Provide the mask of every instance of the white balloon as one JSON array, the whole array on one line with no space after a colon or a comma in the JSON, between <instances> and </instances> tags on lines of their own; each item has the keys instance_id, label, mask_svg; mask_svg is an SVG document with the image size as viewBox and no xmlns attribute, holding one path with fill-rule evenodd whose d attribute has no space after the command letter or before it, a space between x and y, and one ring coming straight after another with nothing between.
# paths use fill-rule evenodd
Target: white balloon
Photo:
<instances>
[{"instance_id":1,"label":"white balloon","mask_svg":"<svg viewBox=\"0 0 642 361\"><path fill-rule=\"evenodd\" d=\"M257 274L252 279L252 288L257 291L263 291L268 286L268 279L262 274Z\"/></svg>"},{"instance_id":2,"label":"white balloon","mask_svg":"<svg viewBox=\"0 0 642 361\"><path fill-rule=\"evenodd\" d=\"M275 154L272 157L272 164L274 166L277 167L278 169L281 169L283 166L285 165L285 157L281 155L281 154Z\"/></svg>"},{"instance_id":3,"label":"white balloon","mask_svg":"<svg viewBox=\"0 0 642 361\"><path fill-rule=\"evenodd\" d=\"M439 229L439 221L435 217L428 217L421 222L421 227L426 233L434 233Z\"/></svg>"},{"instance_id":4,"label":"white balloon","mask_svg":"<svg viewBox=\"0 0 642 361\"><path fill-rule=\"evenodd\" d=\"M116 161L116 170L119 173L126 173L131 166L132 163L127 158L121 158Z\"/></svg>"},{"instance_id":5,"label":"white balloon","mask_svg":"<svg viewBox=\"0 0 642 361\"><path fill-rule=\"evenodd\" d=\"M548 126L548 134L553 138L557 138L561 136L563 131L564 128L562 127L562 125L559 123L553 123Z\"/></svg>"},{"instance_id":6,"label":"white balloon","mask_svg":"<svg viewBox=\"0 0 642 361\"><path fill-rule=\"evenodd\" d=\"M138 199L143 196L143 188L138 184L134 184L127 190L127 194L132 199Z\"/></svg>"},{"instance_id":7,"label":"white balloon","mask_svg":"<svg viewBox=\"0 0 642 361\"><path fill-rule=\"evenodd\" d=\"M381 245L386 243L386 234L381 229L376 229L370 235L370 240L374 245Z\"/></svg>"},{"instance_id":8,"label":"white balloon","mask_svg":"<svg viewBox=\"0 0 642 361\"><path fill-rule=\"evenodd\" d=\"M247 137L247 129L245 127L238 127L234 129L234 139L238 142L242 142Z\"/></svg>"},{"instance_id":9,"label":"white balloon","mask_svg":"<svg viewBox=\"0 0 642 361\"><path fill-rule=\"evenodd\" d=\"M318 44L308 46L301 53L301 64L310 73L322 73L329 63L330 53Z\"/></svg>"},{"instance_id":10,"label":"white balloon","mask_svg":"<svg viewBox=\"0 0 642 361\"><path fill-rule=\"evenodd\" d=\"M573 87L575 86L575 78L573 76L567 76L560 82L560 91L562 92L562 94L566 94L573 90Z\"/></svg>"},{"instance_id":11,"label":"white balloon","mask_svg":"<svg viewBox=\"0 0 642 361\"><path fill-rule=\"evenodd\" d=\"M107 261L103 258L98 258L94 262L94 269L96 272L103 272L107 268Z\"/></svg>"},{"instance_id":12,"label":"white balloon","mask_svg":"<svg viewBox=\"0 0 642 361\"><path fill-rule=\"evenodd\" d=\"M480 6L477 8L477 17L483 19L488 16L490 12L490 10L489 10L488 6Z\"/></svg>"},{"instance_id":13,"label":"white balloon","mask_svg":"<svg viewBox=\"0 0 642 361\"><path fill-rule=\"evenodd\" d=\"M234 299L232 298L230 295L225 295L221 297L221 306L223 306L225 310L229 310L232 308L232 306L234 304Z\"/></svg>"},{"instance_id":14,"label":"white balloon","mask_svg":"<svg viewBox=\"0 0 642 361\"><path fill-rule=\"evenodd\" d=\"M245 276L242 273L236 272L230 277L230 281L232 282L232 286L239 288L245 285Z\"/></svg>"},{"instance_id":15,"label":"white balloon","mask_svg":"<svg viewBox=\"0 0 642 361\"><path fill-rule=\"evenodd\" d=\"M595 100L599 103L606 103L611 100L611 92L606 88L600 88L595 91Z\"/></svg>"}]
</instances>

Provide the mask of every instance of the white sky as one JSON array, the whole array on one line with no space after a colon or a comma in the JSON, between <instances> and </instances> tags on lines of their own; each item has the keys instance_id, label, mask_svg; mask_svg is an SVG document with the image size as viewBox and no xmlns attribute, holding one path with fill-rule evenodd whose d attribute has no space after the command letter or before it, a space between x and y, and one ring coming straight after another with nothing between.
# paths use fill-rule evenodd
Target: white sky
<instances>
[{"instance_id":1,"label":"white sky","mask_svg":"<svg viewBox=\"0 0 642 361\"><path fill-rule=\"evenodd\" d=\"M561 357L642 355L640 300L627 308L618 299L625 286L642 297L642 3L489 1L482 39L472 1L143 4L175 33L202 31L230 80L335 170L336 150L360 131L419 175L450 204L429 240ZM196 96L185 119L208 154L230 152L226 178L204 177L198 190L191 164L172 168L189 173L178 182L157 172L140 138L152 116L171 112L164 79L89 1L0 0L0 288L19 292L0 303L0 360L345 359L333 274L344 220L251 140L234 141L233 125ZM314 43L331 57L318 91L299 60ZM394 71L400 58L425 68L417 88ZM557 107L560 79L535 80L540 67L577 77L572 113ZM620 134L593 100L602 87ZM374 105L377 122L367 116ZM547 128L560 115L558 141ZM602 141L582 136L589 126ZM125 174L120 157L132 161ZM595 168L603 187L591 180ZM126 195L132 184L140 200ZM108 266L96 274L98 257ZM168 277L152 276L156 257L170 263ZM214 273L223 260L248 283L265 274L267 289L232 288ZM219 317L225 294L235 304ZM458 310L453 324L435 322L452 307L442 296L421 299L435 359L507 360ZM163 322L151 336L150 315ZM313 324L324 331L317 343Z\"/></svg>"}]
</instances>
* * *
▶ [Requirements] Please quote all of the lines above word for word, with nothing changed.

▶ [Result for this exercise]
Provide the mask of every instance of the white balloon as one JSON array, the whole array on one line with no space after a colon or a comma in the JSON, between <instances> and </instances> tags on lines of their own; each item has the keys instance_id, label, mask_svg; mask_svg is an SVG document with the image size as viewBox and no xmlns attribute, holding one path with fill-rule evenodd whose d attribute has no space after the command letter or before it, a space between x and y, and one ring coming straight after another with nothing between.
# paths use fill-rule evenodd
Target: white balloon
Photo:
<instances>
[{"instance_id":1,"label":"white balloon","mask_svg":"<svg viewBox=\"0 0 642 361\"><path fill-rule=\"evenodd\" d=\"M257 274L252 279L252 288L257 291L263 291L268 286L268 279L262 274Z\"/></svg>"},{"instance_id":2,"label":"white balloon","mask_svg":"<svg viewBox=\"0 0 642 361\"><path fill-rule=\"evenodd\" d=\"M275 154L272 157L272 164L274 166L277 167L278 169L281 169L283 166L285 165L285 157L281 155L281 154Z\"/></svg>"},{"instance_id":3,"label":"white balloon","mask_svg":"<svg viewBox=\"0 0 642 361\"><path fill-rule=\"evenodd\" d=\"M439 229L439 221L435 217L428 217L421 222L421 227L426 233L434 233Z\"/></svg>"},{"instance_id":4,"label":"white balloon","mask_svg":"<svg viewBox=\"0 0 642 361\"><path fill-rule=\"evenodd\" d=\"M116 161L116 170L119 173L126 173L131 166L132 163L127 158L121 158Z\"/></svg>"},{"instance_id":5,"label":"white balloon","mask_svg":"<svg viewBox=\"0 0 642 361\"><path fill-rule=\"evenodd\" d=\"M548 126L548 134L553 138L557 138L561 136L563 131L564 128L562 127L562 125L559 123L553 123Z\"/></svg>"},{"instance_id":6,"label":"white balloon","mask_svg":"<svg viewBox=\"0 0 642 361\"><path fill-rule=\"evenodd\" d=\"M138 199L143 196L143 188L138 184L134 184L127 190L127 194L132 199Z\"/></svg>"},{"instance_id":7,"label":"white balloon","mask_svg":"<svg viewBox=\"0 0 642 361\"><path fill-rule=\"evenodd\" d=\"M381 245L386 243L386 234L381 229L376 229L370 235L370 240L374 245Z\"/></svg>"},{"instance_id":8,"label":"white balloon","mask_svg":"<svg viewBox=\"0 0 642 361\"><path fill-rule=\"evenodd\" d=\"M247 137L247 129L245 127L238 127L234 129L234 139L238 142L242 142Z\"/></svg>"},{"instance_id":9,"label":"white balloon","mask_svg":"<svg viewBox=\"0 0 642 361\"><path fill-rule=\"evenodd\" d=\"M318 44L308 46L301 53L301 64L310 73L322 73L329 63L330 53Z\"/></svg>"},{"instance_id":10,"label":"white balloon","mask_svg":"<svg viewBox=\"0 0 642 361\"><path fill-rule=\"evenodd\" d=\"M573 87L575 86L575 78L573 76L567 76L560 82L560 91L562 92L562 94L566 94L573 90Z\"/></svg>"},{"instance_id":11,"label":"white balloon","mask_svg":"<svg viewBox=\"0 0 642 361\"><path fill-rule=\"evenodd\" d=\"M107 261L103 258L98 258L94 262L94 269L96 272L103 272L107 268Z\"/></svg>"},{"instance_id":12,"label":"white balloon","mask_svg":"<svg viewBox=\"0 0 642 361\"><path fill-rule=\"evenodd\" d=\"M480 6L477 8L477 17L483 19L488 16L490 12L490 10L489 10L488 6Z\"/></svg>"},{"instance_id":13,"label":"white balloon","mask_svg":"<svg viewBox=\"0 0 642 361\"><path fill-rule=\"evenodd\" d=\"M234 299L232 298L230 295L225 295L221 297L221 306L223 306L225 310L229 310L232 308L232 306L234 304Z\"/></svg>"},{"instance_id":14,"label":"white balloon","mask_svg":"<svg viewBox=\"0 0 642 361\"><path fill-rule=\"evenodd\" d=\"M245 276L242 273L236 272L230 277L230 281L232 282L232 286L239 288L245 285Z\"/></svg>"},{"instance_id":15,"label":"white balloon","mask_svg":"<svg viewBox=\"0 0 642 361\"><path fill-rule=\"evenodd\" d=\"M595 100L599 103L606 103L611 100L611 92L606 88L600 88L595 91Z\"/></svg>"}]
</instances>

Provide the mask of every instance of the white sky as one JSON array, the whole array on one line with no space after a colon or a comma in the JSON, between <instances> and </instances> tags on lines of their own; each item has the keys instance_id, label, mask_svg; mask_svg is an SVG document with the image size as viewBox and no xmlns attribute, holding one path with fill-rule evenodd whose d attribute has no space after the command letter or before it, a space between x and y, and one ring coming straight after another with nothing between.
# paths use fill-rule evenodd
Target: white sky
<instances>
[{"instance_id":1,"label":"white sky","mask_svg":"<svg viewBox=\"0 0 642 361\"><path fill-rule=\"evenodd\" d=\"M561 357L642 355L640 300L627 308L618 299L625 286L642 297L642 3L489 1L482 39L472 1L143 4L175 33L202 31L230 80L335 170L336 150L360 131L419 175L450 204L429 240ZM196 96L185 119L208 154L230 152L226 178L204 177L198 190L191 164L172 168L189 173L178 182L157 172L140 138L152 116L171 112L164 79L89 1L0 0L0 288L19 292L0 303L0 360L345 359L333 274L344 220L251 140L234 141L233 125ZM314 43L331 57L318 91L299 60ZM394 71L400 58L425 68L417 88ZM557 107L560 79L535 80L540 67L577 77L572 113ZM620 134L593 100L602 87ZM374 105L377 122L367 116ZM547 128L560 115L558 141ZM602 141L582 136L589 126ZM125 174L120 157L132 161ZM595 168L603 187L591 180ZM126 195L132 184L140 200ZM108 266L96 274L98 257ZM168 277L152 276L156 257L170 263ZM214 273L223 260L248 283L265 274L267 289L232 288ZM219 317L225 294L235 304ZM458 310L453 324L435 322L452 307L442 296L421 299L435 359L507 360ZM163 322L151 336L150 315ZM313 324L324 331L317 343Z\"/></svg>"}]
</instances>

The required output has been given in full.